*** Source text ***

Gordon Laman continues to make positive contributions to the Christian community in Japan. He has served there since 1959.

Amoy Mission (China)

Dr. John Otte (Hope College class of 1883) did not have a calling to be a missionary, a situation that greatly disappointed his mother. While at the University of Michigan medical school, his minister, Dr. Peter Moerdyk, suggested that he become a medical missionary.10 Dr. Otte fulfilled both his and his mother's dreams by sailing to Amoy, China, in 1888 to begin his service as a medical missionary. Otte contributed much to the missionary field; perhaps his most lasting achievement has been the building of Hope and Wilhelmina Hospitals in Amoy. The work was difficult, but like other missionaries both before and after him, it was ultimately rewarding:

It would be difficult to find a happier sphere of work than that of the Medical Missionary in China. There are many, very many, times of deep anxiety, but in all these God helps. Much is needed for the work that cannot yet be obtained. In God s own time these wants will be fulfilled. For what has been received we praise God, and thank the many friends of the work the world over.11

The Scudder Family, Cornie and Frances De Bruin, Jeannette Veldman, John and Frances Phelps Otte, and Gordon D. Laman all encountered the uncertainty of travelling to a new country, the difficulty of obtaining funds, and building a Christian community, but each was rewarded by the experience. Those spiritual rewards continue to guide new generation of missionaries and their message of faith.

This sampling of stories and information about the foreign missions of the Reformed Church and some missionaries that have hailed from Holland barely scratch at the surface of the rich collections on missions and missionaries that we have in the Western Theological Seminary Collections at the Joint Archives. Many more tales of perseverance, political intrigue, and deep and abiding faith are just waiting to be discovered.

by Jenifer S. Holman

Endnotes

1 Arie R. Brouwer. Reformed Church Roots: Thirty-five Formative Events. (New York: Reformed Church press, 1977) 129.

2 John James DeBoer. The Story of the Arcot Mission. (New York: Reformed Church in America, n.d.) 8-19.

*** End of Source text ***
*** Excerpted data ***

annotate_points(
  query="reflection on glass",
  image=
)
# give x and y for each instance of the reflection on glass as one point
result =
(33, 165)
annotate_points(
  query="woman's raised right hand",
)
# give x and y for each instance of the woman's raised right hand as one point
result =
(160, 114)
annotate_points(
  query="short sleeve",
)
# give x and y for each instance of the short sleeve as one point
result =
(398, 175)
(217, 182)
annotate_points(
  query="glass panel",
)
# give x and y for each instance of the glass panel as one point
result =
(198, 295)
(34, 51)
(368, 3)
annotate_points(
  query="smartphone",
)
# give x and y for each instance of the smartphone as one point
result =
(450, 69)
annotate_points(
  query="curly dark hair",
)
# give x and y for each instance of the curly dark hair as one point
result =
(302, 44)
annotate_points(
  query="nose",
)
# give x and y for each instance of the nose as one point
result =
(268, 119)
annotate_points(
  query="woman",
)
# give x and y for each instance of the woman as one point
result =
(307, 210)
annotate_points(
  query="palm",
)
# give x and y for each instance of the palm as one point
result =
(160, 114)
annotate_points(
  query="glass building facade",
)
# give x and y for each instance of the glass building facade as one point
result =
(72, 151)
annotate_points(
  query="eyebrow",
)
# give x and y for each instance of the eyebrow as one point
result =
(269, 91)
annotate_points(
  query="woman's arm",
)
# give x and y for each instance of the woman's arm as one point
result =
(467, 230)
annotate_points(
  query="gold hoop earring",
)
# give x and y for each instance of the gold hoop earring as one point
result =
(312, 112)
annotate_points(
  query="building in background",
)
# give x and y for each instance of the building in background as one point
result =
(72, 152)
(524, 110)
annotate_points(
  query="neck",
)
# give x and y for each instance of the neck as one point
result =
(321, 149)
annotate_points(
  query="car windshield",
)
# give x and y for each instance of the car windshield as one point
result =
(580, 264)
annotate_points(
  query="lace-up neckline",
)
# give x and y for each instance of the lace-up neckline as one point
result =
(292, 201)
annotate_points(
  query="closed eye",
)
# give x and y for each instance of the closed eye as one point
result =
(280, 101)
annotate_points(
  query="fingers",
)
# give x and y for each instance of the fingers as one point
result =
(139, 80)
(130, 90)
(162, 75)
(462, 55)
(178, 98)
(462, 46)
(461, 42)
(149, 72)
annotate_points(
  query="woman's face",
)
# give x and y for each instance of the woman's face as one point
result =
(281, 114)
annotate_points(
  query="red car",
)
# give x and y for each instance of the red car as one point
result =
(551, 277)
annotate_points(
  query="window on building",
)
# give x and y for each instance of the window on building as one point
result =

*** End of Excerpted data ***

- [Required action 1]
Rewrite part of the passage on Reformed Church missionaries, beginning at the words "This sampling of" and stopping after "to be discovered.", with "selection" put in place of "sampling".
- [Required action 2]
For each statement, decide whether the passage on Reformed Church missionaries supports it, and answer yes or no with the deciding words quoted. (a) Dr. John Otte sailed to Amoy in 1888. (b) Otte's mother was pleased that he had no calling to be a missionary. (c) Gordon Laman has served in Japan since 1959.

- [Answer box 1]
This selection of stories and information about the foreign missions of the Reformed Church and some missionaries that have hailed from Holland barely scratch at the surface of the rich collections on missions and missionaries that we have in the Western Theological Seminary Collections at the Joint Archives. Many more tales of perseverance, political intrigue, and deep and abiding faith are just waiting to be discovered.

- [Answer box 2]
(a) Yes: "sailing to Amoy, China, in 1888 to begin his service as a medical missionary"
(b) No: "did not have a calling to be a missionary, a situation that greatly disappointed his mother"
(c) Yes: "He has served there since 1959."